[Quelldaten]
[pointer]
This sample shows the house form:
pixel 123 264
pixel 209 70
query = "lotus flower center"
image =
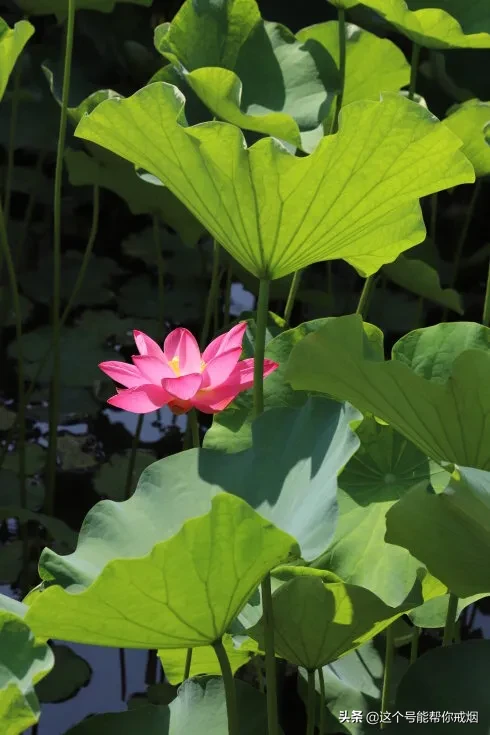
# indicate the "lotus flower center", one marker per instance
pixel 174 364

:: Zu erledigen ::
Kannst du sämtliche Einträge oben Zeile für Zeile unverändert wiedergeben und dabei die Bilder weglassen?

:: Übungsergebnis ::
[pointer]
This sample shows the house form:
pixel 123 264
pixel 209 70
query = "lotus flower center"
image =
# indicate the "lotus flower center", one marker per instance
pixel 174 364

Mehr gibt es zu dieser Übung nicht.